Yik Yak: Terrific and Terrifying Anonymity

by Jonathan Chan on Friday, October 3rd, 2014

Founded in 2013 by two Furman University students, Tyler Droll and Brooks Buffington, Yik Yak aims to connect people through anonymous, location based posts, combining the technologies of Twitter and GPS. Posters can choose to share information with the closest 100, 250, or 500 Yik Yak users within a 1.5 mile radius. Every individual who uses Yik Yak has a “Yakarma” number, a numerical score that evaluates the success of an individual’s post. Each post on Yik Yak also receives ratings in the form of “upvotes” and “downvotes.” Unpopular posts that receive more than 5 downvotes are automatically and permanently deleted.

Although the majority of posts are relatively harmless and do not target any specific individuals or groups, the app creates problems beyond the already problematic cyber-bullying: according to CNN, a San Clementine High School in Southern California was placed on lockdown as a result of a bomb threat posted to the Yak. In response to this and other similar incidents, the founders of the app have developed a “geo-fencing” technology to avoid and limit cases of emotional and physical threats. This feature establishes a geographic perimeter around primary and secondary school campuses, preventing individuals within these locations from posting or viewing the app.

→ EXCERPTED RECORDS
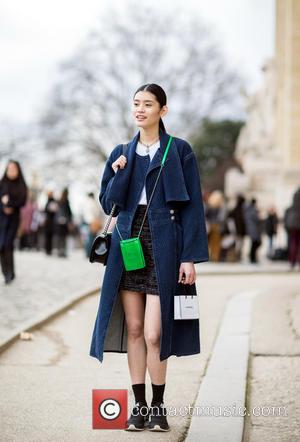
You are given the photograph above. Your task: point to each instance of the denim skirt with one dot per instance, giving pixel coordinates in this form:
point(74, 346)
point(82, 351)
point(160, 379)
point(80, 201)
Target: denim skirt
point(145, 279)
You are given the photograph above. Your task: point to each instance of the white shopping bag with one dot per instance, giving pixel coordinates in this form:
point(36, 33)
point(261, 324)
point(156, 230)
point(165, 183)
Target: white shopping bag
point(186, 307)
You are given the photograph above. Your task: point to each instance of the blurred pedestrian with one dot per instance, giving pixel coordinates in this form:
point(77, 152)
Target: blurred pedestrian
point(13, 194)
point(294, 225)
point(253, 229)
point(26, 229)
point(63, 219)
point(215, 217)
point(51, 209)
point(238, 216)
point(271, 225)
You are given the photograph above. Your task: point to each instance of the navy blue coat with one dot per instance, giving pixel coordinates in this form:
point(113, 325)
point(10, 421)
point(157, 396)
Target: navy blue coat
point(177, 224)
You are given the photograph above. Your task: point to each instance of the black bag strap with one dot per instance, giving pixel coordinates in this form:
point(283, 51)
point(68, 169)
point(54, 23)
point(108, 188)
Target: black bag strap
point(124, 151)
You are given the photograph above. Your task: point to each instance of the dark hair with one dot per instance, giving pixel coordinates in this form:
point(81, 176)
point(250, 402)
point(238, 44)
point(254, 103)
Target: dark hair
point(20, 179)
point(18, 186)
point(64, 195)
point(160, 95)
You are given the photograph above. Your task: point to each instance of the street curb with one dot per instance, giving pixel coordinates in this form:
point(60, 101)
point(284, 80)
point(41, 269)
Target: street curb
point(223, 388)
point(46, 316)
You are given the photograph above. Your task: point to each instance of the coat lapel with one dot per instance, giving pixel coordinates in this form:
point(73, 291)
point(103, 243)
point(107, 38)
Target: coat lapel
point(172, 174)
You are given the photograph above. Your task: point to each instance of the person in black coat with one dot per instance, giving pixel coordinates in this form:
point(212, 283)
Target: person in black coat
point(271, 225)
point(13, 195)
point(49, 226)
point(237, 214)
point(64, 218)
point(294, 227)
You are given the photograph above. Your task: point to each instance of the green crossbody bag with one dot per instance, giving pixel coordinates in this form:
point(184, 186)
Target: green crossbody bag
point(131, 249)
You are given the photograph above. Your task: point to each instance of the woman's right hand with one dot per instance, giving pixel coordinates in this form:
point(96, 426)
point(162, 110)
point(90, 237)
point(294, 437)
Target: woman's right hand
point(120, 162)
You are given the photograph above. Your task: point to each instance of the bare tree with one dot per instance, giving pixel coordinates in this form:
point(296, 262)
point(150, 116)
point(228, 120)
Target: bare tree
point(89, 110)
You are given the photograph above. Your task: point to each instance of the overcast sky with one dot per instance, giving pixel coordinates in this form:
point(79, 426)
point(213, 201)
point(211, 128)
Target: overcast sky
point(36, 35)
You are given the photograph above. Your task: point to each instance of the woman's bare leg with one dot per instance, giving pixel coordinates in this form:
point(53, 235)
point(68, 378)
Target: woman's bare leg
point(134, 308)
point(152, 329)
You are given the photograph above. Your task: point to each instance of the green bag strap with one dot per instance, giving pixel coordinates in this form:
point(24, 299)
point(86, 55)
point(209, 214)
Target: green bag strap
point(162, 165)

→ EXERCISE INSTRUCTIONS
a) In the Yik Yak text, what happens to a post that gets more than 5 downvotes?
b) List every audience size that the Yik Yak text says posters can choose to share with.
c) Continue the Yik Yak text from where it stops.

→ IN RESPONSE
a) It is automatically and permanently deleted.

b) The closest 100, 250, or 500 Yik Yak users within a 1.5 mile radius.

c)
Recently, the app has received much attention within the Milton Community. During the September 22 all-school assembly, José Ruiz cautioned the upper school away from Yik Yak, saying, “You cannot get caught up and allow the excitement to take away and sacrifice your values, or to sacrifice who you are as individuals. Anonymous posts like the ones found on Yik Yak can be divisive, harmful to others, and have a potential to destroy, or at the very least, damage communities.” Mr. Ruiz offered the acronym “THINK” (True, Harmful, Important, Necessary, Kind) to help students re-evaluate their intentions and consider the consequences of their actions before posting.

Academic Dean Jackie Bonenfant shares similar concerns regarding the app, saying “the thing about anonymity is that it can go south really fast.” When asked whether she thought Yik Yak should be allowed at Milton, she responds, “It is almost impossible to say to kids ‘you can’t do this.’ So as a teacher, I would rather work with kids and help them see what it means to be responsible in their behavior.” Furthermore, Mrs. Bonenfant recognizes some benefits the app might bring to the community, and she “absolutely [thinks] the app could be used in positive ways…there are ways to be supportive of people, to recognize wonderful achievements, goals – and own it.”

Mr. Heard disagrees that the app can be used for good. Referring to the app’s creators, he says,“I think it’s kind of silly that they think Yik Yak is an adult bulletin board.” He further cautions students that “your lives online are creating a digital footprint that is going to follow you for the rest of your life, so I don’t believe [Yik Yak] should be part of our community because we are based on integrity.” When asked why Mr. Ruiz made his speech during assembly, Mr. Heard said, “I know there has been a lot of misuse by [supposed] Milton students.”

Milton’s students share a more relaxed view of the dangers Yik Yak poses. Although she has not personally used Yik Yak, Head Monitor Caroline Wall (I) says the app has been a “positive [space] to make snarky comments and witty one-liners.” However, Caroline has also heard that “other people have been using it to call out people by name and to say very negative things that aren’t really that amusing.” She describes Yik Yak as a “double-edged sword.” According to Caroline, members of the SGA “have not really tackled the issue yet” because they “don’t want really want to infringe on a student’s ability to have free speech and [they] don’t want to limit any social media because that’s not [their] job.”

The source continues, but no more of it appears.